**EXERCISE MATERIAL**
- - - -

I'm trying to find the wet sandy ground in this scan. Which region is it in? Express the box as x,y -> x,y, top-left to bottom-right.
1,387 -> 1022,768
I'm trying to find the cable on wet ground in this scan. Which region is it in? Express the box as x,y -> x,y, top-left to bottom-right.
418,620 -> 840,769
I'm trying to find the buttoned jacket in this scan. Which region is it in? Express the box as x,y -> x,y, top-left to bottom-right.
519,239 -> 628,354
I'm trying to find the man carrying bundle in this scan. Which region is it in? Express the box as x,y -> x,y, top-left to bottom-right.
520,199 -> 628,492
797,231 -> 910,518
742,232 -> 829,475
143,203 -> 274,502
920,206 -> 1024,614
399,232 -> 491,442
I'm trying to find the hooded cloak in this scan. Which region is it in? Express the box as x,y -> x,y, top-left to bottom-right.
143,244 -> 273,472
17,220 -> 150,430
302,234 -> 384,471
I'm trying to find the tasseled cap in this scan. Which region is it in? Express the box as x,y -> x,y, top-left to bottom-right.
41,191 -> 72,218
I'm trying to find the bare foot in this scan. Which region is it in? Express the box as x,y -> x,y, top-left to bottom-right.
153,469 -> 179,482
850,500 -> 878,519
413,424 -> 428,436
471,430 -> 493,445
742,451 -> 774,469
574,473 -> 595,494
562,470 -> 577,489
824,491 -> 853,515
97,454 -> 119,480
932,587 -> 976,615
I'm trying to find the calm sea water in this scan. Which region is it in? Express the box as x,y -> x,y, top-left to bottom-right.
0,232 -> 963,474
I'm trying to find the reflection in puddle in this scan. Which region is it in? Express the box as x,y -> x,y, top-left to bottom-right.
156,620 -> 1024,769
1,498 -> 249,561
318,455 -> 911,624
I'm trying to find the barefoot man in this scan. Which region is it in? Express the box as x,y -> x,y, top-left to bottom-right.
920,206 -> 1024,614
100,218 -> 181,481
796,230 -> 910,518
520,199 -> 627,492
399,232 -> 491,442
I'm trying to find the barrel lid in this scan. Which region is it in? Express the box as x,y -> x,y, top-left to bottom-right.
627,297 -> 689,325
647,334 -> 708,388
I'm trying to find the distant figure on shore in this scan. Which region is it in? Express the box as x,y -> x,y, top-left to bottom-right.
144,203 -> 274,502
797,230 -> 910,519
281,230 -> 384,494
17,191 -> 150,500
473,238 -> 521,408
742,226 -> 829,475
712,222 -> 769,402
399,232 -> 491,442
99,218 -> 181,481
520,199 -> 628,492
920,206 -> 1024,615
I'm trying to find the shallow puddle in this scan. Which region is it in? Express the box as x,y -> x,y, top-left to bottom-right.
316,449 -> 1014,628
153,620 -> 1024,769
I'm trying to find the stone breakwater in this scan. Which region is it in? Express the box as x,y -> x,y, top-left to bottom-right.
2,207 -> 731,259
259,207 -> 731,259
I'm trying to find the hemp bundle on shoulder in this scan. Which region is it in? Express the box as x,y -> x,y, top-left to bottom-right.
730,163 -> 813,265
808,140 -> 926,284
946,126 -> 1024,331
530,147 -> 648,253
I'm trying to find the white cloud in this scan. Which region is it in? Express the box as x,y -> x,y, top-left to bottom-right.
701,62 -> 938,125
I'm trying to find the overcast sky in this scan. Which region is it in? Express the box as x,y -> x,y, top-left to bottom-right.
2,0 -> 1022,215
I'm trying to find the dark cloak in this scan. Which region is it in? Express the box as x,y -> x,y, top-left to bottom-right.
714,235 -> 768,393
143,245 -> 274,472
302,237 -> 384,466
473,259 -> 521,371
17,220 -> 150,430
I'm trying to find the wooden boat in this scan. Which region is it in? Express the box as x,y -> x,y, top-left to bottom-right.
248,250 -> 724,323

- - - -

**EXERCISE OBJECTIVE**
An exact reproduction of the data is required. Leave nothing out.

**EXERCISE RESPONSE**
I'm trying to find the wet sandy ground in this scan. Which region is it in? Express the box as x,y -> x,y, top-left to bottom-right.
1,387 -> 1022,768
I'm trying to find the cable on wet ground in this scan. Which region is it in? Express the box as x,y -> x,y, top-left to bottom-right.
418,620 -> 840,769
I'm trying to find the buttoned jacket in this scan. Which region is it in? Express the box as x,y -> x,y, top-left to bottom-right.
519,239 -> 628,354
I'm trying to find the man carrying bundle in this scan. Which region is it in? Express the box as x,y -> x,y, top-left to bottom-right.
520,199 -> 628,492
797,231 -> 910,518
742,232 -> 829,475
143,203 -> 274,502
920,206 -> 1024,614
399,232 -> 491,442
I'm trying to find the hooded cloak in this scan. Which region is it in? Express the box as x,y -> x,y, top-left to bottom-right.
143,244 -> 273,472
17,220 -> 150,430
302,234 -> 384,471
I'm trying to find the tasseled cap in this scan. Which region is it in? Express the box as x,y -> x,y, top-left to bottom-right.
41,191 -> 72,218
I'm trying to find the bare foot in this scan. Which region is it in? Express the box as x,y -> x,y, top-left to bottom-right.
153,469 -> 179,482
850,500 -> 878,519
413,424 -> 428,436
471,430 -> 493,445
742,451 -> 774,469
574,473 -> 595,494
562,470 -> 577,489
824,491 -> 853,515
97,454 -> 119,480
932,587 -> 976,615
I'm trying to find the calm sea water in this scan. Which region is it in? Express the box as x,y -> x,y, top-left to bottom-right.
0,232 -> 963,474
I'm trying to find the reflection in puddle in this scan. Which region is it in? Express the box as x,y -> x,y, top-left to bottom-right.
156,620 -> 1024,769
1,498 -> 249,561
318,455 -> 911,624
I'm trying to find the barefoot man in this scan. Which region is it in? Express the box as x,y -> x,y, top-left to bottom-right.
920,206 -> 1024,614
100,218 -> 181,481
796,230 -> 910,518
520,199 -> 627,492
399,232 -> 491,442
I'm trying to find the barrel lid in this scan. Which region is it in? Express the box as x,y -> x,y, top-left to bottom-right.
627,297 -> 689,325
647,334 -> 708,388
I'm trying to find the distant figure on shore in this scan. Which region is it in? Express the box as x,y -> x,y, top-left to bottom-right.
144,203 -> 274,502
797,230 -> 910,519
281,230 -> 384,494
17,191 -> 150,500
473,238 -> 521,408
742,226 -> 829,475
712,222 -> 769,402
399,232 -> 491,442
99,218 -> 181,481
520,199 -> 628,492
920,206 -> 1024,615
I'm trying to find the shallow puddle in this scan. Which region is it in? Express the box as x,y -> x,y, top-left to bottom-right.
316,449 -> 1014,628
153,620 -> 1024,769
I'm trying to find the stone breakwater in this scan. Which region is it in? Express the box as x,y -> x,y, top-left to bottom-right.
2,207 -> 731,259
259,207 -> 731,259
I'm trying to find the hemp bundle on shoulder in this scan. Which region is it in? Express the box as x,y -> x,y, top-left to bottom-right.
730,163 -> 813,265
808,140 -> 926,284
946,126 -> 1024,331
530,147 -> 648,253
I'm trying to find the white cloud in this scan. Which region is it in? Express the box as x,y -> x,y, top-left to bottom-right.
701,62 -> 938,125
I'm trying to find the overcast sky in this scan. Which region is it in? Express the box as x,y -> x,y, top-left to bottom-right.
2,0 -> 1022,215
I'm trying to find the dark cloak in this scan. Which region is it in? Express the box as x,y -> x,y, top-left to bottom-right.
714,235 -> 768,393
143,245 -> 274,472
302,237 -> 384,466
473,259 -> 521,371
17,220 -> 150,430
I'm trying to find the wooden boat in this scan. Which region is it in? Express the box as x,y -> x,y, top-left to bottom-right.
248,250 -> 724,323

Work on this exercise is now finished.